__GIVEN PASSAGE__
***

# Do Bettas and goldfish get along in small tank?



## jbandco7 (Jan 11, 2009)

I have a Betta in a small fishbowl and it gets dirty and cloudy within a week. I was thinking of putting it in a larger tank wit a filter (about a 5 gallon tank) with two goldfish that are twice as big as the betta. 
First of all, do goldfish and bettas get along?
Will the big goldfish eat the betta?

Thanks John


----------



## dramaqueen (Jul 7, 2008)

Bettas are tropical fish and goldfish are coldwater fish so they have different temperature requirements and cannot live together.


----------



## onefish2fish (Jul 22, 2008)

correct, coldwater fish and tropical fish
i believe both originate from china though. bettas being from the rice patties and the goldfish i believe was a gift to the emporer or something along those lines... i think
also goldfish grow HUGE and are messy. they need a way larger tank then 5 gallons.

***

Rows from an object pointing dataset

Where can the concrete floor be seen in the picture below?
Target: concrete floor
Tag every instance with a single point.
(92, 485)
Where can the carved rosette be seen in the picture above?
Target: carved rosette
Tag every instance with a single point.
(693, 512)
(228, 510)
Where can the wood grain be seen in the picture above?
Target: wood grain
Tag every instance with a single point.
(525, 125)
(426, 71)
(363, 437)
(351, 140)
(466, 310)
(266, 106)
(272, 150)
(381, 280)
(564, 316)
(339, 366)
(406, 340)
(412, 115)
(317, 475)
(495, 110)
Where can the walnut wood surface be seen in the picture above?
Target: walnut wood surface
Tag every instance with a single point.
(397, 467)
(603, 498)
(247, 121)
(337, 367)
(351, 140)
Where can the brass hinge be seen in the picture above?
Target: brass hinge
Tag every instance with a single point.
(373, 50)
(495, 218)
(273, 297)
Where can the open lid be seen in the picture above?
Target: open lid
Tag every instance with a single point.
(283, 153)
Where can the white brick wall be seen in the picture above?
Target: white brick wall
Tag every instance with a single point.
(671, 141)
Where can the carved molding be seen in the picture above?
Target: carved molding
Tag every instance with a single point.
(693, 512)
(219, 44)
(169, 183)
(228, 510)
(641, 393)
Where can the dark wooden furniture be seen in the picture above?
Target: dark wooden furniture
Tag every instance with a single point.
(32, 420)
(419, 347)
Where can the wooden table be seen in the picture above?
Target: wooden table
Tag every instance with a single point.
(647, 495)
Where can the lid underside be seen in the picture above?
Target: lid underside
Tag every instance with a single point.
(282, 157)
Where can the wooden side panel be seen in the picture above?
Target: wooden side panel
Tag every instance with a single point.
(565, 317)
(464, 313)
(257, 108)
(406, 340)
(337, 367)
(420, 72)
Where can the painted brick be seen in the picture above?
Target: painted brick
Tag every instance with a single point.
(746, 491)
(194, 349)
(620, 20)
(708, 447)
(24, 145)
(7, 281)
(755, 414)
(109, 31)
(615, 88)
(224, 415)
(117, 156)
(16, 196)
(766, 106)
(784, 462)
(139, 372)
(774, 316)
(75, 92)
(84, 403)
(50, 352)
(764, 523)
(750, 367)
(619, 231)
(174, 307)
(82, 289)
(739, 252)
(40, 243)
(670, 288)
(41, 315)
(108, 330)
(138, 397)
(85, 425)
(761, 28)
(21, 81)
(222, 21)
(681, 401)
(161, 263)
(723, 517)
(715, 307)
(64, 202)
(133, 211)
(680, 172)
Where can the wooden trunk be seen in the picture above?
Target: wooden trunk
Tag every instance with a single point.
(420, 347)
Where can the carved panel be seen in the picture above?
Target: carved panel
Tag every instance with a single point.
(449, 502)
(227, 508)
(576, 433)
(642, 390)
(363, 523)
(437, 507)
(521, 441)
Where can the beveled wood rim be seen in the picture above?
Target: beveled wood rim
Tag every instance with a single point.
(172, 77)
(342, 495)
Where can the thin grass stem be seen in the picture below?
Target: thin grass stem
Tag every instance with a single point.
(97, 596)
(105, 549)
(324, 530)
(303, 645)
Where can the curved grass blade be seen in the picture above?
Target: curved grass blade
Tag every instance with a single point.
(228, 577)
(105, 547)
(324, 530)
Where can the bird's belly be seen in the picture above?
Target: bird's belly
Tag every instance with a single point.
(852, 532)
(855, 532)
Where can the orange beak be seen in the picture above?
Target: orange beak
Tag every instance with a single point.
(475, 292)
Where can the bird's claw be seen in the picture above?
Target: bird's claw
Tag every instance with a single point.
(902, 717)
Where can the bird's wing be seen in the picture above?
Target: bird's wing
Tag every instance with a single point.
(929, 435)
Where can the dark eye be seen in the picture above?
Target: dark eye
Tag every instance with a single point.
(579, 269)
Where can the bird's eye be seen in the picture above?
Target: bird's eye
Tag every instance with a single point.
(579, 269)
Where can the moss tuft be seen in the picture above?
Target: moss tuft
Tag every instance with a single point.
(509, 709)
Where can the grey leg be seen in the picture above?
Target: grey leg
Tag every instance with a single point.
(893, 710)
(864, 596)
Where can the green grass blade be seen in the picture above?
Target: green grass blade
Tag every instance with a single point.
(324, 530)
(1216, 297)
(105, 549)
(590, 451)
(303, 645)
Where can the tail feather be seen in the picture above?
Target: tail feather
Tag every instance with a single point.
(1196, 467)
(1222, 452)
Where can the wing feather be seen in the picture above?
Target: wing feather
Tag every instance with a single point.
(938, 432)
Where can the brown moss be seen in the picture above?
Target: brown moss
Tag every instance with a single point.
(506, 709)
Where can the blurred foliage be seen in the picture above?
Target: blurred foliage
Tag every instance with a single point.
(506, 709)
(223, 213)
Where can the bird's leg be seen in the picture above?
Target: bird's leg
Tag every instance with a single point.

***

__PROBLEM A__
Answer these about the betta and goldfish thread, one per line:
(i) How large a tank did jbandco7 plan to move the betta into?
(ii) According to dramaqueen, why can't bettas and goldfish live together?
(iii) What does onefish2fish say about how big goldfish get and how much space they need?
__PROBLEM B__
Name every user who posts in the betta and goldfish thread, in the order their posts appear.
__PROBLEM C__
Carry on the betta and goldfish thread from its last post.

__EXERCISE ANSWER A__
(i) About 5 gallons, with a filter.
(ii) Bettas are tropical fish and goldfish are coldwater fish, so they have different temperature requirements.
(iii) Goldfish grow huge and are messy, so they need a much larger tank than 5 gallons.

__EXERCISE ANSWER B__
jbandco7, dramaqueen, onefish2fish

__EXERCISE ANSWER C__
----------



## veganchick (Jan 10, 2009)

no, it will not work. Goldfish grow very large and need atleast 20 gallons of water. The produce tons of waiste. Goldfish need colder water than bettas. You could try neon tetras, or snails, or ottos, or cories in a tank that size with a betta.


----------



## veganchick (Jan 10, 2009)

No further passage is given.